» Given information:
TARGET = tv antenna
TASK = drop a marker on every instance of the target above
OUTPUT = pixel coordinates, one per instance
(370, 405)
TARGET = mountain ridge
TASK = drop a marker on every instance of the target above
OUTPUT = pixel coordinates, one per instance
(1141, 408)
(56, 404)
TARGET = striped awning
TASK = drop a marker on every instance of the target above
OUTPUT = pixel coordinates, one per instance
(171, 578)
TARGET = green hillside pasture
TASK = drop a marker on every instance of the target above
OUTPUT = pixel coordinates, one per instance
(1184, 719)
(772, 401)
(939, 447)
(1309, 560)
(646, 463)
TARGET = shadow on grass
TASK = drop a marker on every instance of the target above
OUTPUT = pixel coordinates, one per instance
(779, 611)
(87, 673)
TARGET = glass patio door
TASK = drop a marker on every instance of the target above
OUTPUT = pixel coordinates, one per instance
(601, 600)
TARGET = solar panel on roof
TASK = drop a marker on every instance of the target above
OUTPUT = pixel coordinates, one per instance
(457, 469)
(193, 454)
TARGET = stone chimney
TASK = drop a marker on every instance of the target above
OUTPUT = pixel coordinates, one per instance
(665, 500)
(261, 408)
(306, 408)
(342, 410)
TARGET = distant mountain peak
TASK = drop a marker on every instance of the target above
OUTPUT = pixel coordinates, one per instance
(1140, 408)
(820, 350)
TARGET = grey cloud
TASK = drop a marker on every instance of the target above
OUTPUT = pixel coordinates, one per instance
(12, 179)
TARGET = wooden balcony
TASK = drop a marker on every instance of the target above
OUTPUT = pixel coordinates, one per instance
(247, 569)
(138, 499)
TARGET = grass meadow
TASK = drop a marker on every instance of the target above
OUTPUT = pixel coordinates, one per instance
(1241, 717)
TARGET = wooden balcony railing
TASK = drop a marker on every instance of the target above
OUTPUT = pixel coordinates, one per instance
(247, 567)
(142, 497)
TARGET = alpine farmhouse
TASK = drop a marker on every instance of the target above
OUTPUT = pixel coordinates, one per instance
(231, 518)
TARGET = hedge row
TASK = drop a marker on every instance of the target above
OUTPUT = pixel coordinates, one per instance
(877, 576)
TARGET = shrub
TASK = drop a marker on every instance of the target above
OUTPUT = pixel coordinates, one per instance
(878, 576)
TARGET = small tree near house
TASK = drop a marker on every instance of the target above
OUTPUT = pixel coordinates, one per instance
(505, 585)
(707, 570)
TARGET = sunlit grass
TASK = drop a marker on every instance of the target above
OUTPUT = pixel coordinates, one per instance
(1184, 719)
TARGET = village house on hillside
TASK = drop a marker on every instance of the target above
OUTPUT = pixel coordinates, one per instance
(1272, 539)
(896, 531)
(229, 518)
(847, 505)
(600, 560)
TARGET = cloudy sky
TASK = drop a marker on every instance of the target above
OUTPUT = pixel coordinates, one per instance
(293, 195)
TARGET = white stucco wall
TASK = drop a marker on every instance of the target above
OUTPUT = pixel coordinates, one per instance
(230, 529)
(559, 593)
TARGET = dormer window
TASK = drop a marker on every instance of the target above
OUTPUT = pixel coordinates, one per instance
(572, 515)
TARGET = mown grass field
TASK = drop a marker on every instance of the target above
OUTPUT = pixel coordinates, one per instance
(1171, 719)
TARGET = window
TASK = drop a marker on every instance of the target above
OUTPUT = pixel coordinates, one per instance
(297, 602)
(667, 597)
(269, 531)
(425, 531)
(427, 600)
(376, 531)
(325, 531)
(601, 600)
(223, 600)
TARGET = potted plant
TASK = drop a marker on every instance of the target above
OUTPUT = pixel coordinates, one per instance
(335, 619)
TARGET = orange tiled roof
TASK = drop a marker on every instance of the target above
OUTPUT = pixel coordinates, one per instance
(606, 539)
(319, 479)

» Exercise requirements: Take every line of the material that contains the word "window", and copy it.

» Your response:
TARGET = dormer window
TARGET = window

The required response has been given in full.